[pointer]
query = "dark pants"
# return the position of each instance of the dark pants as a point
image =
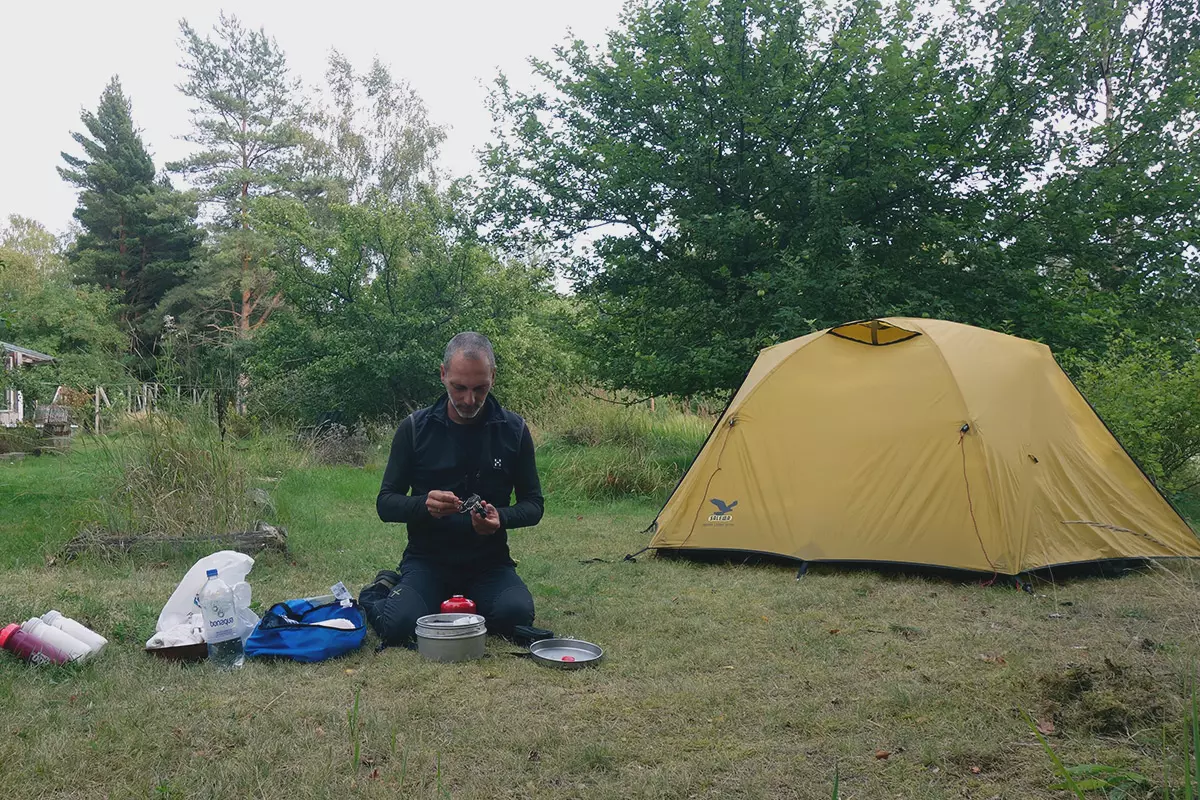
(394, 602)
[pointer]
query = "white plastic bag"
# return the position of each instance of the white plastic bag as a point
(232, 567)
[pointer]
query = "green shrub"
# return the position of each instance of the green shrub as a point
(1152, 403)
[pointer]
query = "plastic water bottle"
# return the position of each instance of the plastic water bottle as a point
(222, 630)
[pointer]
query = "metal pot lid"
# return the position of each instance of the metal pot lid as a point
(565, 654)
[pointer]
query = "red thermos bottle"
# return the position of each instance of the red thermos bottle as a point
(457, 605)
(30, 648)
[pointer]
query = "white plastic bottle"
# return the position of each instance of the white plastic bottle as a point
(53, 636)
(94, 641)
(222, 629)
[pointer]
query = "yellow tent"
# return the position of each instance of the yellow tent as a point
(917, 441)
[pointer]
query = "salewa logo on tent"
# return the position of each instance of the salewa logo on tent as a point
(724, 512)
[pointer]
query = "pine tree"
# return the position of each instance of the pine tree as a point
(249, 125)
(138, 233)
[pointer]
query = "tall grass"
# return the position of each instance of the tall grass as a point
(597, 450)
(169, 476)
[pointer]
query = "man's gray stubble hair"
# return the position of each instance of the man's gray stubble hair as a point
(472, 346)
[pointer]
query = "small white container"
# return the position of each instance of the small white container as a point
(61, 639)
(451, 637)
(94, 641)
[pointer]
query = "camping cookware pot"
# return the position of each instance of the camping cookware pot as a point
(565, 654)
(450, 637)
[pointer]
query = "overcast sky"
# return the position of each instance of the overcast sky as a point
(58, 56)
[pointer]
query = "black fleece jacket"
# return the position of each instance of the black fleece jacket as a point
(425, 456)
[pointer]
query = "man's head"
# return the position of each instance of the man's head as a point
(468, 371)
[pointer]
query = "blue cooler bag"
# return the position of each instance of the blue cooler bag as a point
(287, 631)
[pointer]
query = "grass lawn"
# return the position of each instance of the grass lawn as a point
(719, 681)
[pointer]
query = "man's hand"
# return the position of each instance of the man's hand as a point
(489, 524)
(442, 504)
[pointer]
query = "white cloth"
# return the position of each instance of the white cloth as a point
(190, 631)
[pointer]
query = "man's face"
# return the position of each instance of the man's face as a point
(467, 382)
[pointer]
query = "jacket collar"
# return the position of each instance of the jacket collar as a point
(492, 410)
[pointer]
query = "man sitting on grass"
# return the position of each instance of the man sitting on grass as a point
(463, 445)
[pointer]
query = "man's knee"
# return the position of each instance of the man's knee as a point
(511, 608)
(395, 617)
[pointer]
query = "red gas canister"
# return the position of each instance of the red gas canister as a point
(457, 605)
(29, 648)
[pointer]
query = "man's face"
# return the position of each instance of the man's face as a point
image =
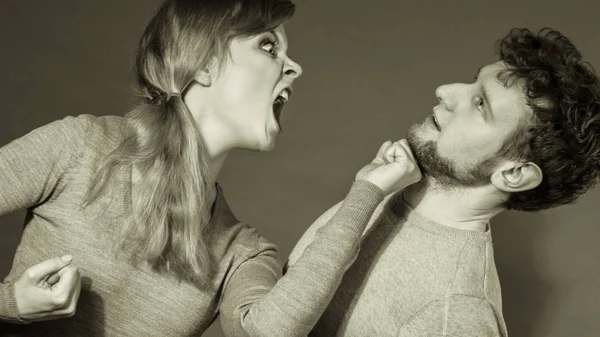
(456, 146)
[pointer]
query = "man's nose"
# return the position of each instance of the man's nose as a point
(444, 94)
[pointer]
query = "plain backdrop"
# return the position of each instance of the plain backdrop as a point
(371, 69)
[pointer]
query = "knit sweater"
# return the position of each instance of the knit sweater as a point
(413, 278)
(49, 171)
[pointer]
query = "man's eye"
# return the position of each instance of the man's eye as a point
(268, 46)
(480, 104)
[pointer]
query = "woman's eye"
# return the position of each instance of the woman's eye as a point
(268, 46)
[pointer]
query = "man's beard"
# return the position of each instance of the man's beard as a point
(441, 172)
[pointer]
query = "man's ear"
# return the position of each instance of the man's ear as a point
(517, 176)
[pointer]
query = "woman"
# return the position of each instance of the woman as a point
(134, 201)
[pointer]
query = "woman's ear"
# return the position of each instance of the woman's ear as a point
(204, 78)
(517, 176)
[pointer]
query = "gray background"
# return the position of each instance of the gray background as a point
(370, 71)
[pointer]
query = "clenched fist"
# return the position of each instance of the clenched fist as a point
(393, 168)
(48, 290)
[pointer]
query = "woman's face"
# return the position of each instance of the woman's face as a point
(247, 94)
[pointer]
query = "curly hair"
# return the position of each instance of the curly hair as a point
(563, 136)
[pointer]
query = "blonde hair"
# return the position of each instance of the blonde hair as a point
(170, 227)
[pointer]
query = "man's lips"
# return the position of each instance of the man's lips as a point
(436, 122)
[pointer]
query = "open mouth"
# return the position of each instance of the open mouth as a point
(436, 123)
(279, 103)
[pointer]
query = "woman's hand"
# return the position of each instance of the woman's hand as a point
(393, 168)
(48, 290)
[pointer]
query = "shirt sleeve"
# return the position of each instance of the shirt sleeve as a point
(259, 302)
(457, 315)
(31, 167)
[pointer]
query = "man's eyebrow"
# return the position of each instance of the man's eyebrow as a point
(485, 95)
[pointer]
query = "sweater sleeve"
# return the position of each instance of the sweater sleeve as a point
(31, 167)
(456, 315)
(259, 302)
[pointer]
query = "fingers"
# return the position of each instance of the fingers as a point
(66, 291)
(383, 148)
(52, 279)
(40, 271)
(404, 144)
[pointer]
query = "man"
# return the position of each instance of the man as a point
(525, 135)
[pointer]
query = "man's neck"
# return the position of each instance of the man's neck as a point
(461, 208)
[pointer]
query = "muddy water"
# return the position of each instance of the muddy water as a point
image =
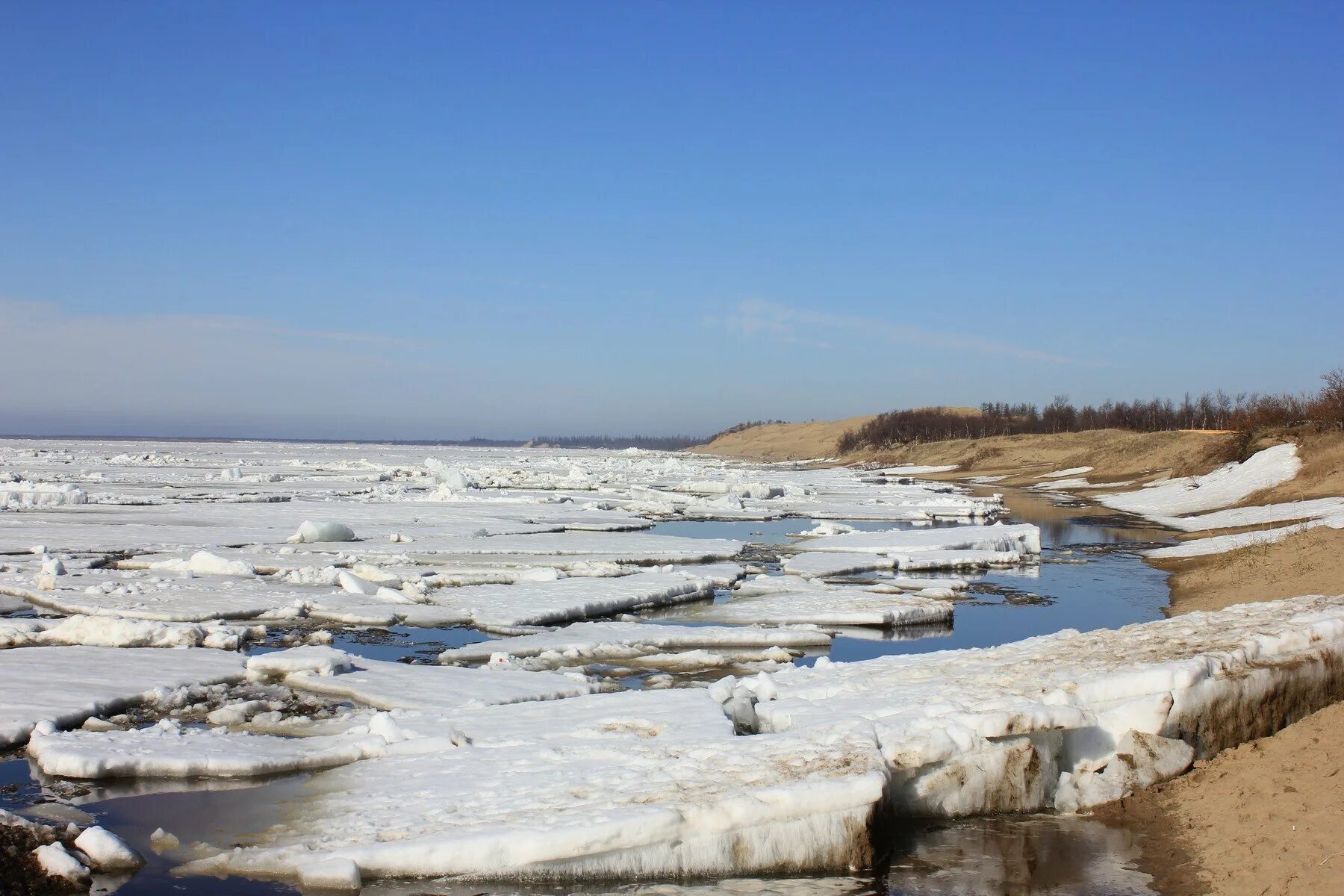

* * * * * * *

## Brief
Report every line of the items above that contains the string "open", treating uppercase and lowercase letters as different.

## Problem solution
query = "open mouth"
# return the position of each instance of the open mouth as a point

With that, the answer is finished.